- [Text passage]:

------------------------------------------------------------------------

Programs: There exist more Windows specific programs than Mac based programs. It's a fact. But Macs do have several options for running Windows only apps if needed. For the most part, all the common apps that home users use, web browsing, email, word processing, etc, the Macs are just as suitable .

Learning curve: If there is one argument that drives me nuts, its this one. Sure there are differences, but for the most part they are quite trivial and easily picked up. I'm pretty sure most users will figure it out that there is only one menu bar and the options they need are in there. A CD icon on the desktop, what could that mean? Sure moving it to trash to eject is different, but hardly earth shattering to learn. The hardest part I think any Windows user will have is no Start Menu. (Himmelbar to the rescue) 
In application is pretty much the same as Windows, just a cleaner GUI IMHO.

Interesting tidbit: My ISP came to upgrade my cable/Internet this week and the Internet didn't work after changing the modem. When we went to renew the IP address on the computer he freaked when he saw a Mac. To quote: "I hate Macs, I hate mac programs, I hate everything about them." Of course I guaranteed it wasn't the Mac, but he insisted on getting his Windows tablet from his van. Guess what, it didn't work either.
(Good thing I had already temporarily disconnected my router also, as he would have lost it. He did even mention when he saw it sitting there that "Our modems don't work well with routers." Are you kidding me? Like the modem knows whether it is a Mac, a Windows PC, or a router asking for an IP.)

I think the best arguments for Macs are:

1) Apple controls the hardware, so for the most part you know it will be supported. Not some obscure driver for brand XYZ peripheral.

2) A better UI. I believe programs that follow the Apply Human Interface Guidelines are simpler and easier to understand. Little things like highlighting a button here and system wide drag and drop are often under appreciated and utilized.

3) Better core system. (BSD)
(Technical discussion not required)


----------



## linskyjack (Aug 28, 2004)

Apple is at the mercy of Windows because Steve Jobs wanted to keep everything proprietary and Bill Gates did not. Its not that complex. If Jobs licensed OSX to anyone and everyone, I am convinced that Apple would dominate the market.


----------



## crazlunatic (Mar 9, 2007)

I don't think Apple would dominate the market, although they would be able to give a good fight if they wanted to.

Firstly, people have been using a PC for ages. The majority of PC users are not tech-savvy and are afraid to adapt to an apple. The sound of "upgrade" scares my father because you are always going to have some compatibility issues. Apple just doesn't have that compatibility. Many are unsure, and are afraid to switch.

------------------------------------------------------------------------

- [Data entries]:
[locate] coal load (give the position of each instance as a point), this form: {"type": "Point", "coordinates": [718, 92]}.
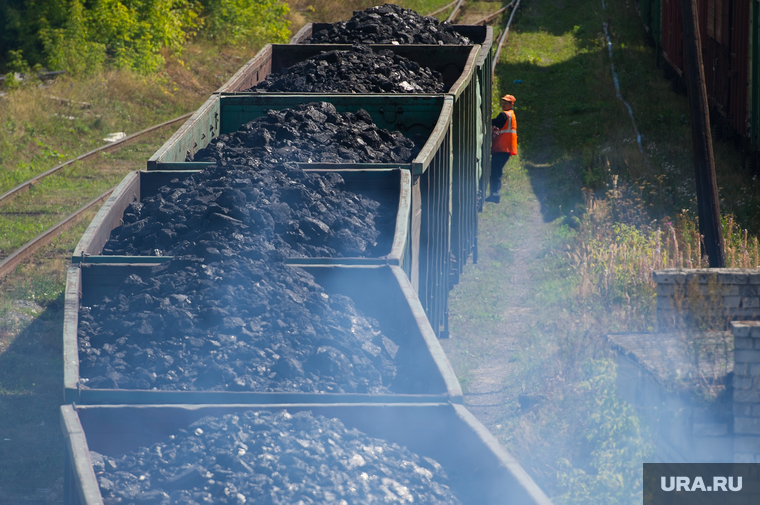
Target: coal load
{"type": "Point", "coordinates": [311, 133]}
{"type": "Point", "coordinates": [233, 325]}
{"type": "Point", "coordinates": [251, 209]}
{"type": "Point", "coordinates": [260, 457]}
{"type": "Point", "coordinates": [357, 70]}
{"type": "Point", "coordinates": [389, 24]}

------------------------------------------------------------------------

- [Challenge]: Copy the forum thread about Macs and Windows between "(Good thing I" and "appreciated and utilized.", inclusive, substituting "components" for "hardware".

- [Exercise answer]:
(Good thing I had already temporarily disconnected my router also, as he would have lost it. He did even mention when he saw it sitting there that "Our modems don't work well with routers." Are you kidding me? Like the modem knows whether it is a Mac, a Windows PC, or a router asking for an IP.)

I think the best arguments for Macs are:

1) Apple controls the components, so for the most part you know it will be supported. Not some obscure driver for brand XYZ peripheral.

2) A better UI. I believe programs that follow the Apply Human Interface Guidelines are simpler and easier to understand. Little things like highlighting a button here and system wide drag and drop are often under appreciated and utilized.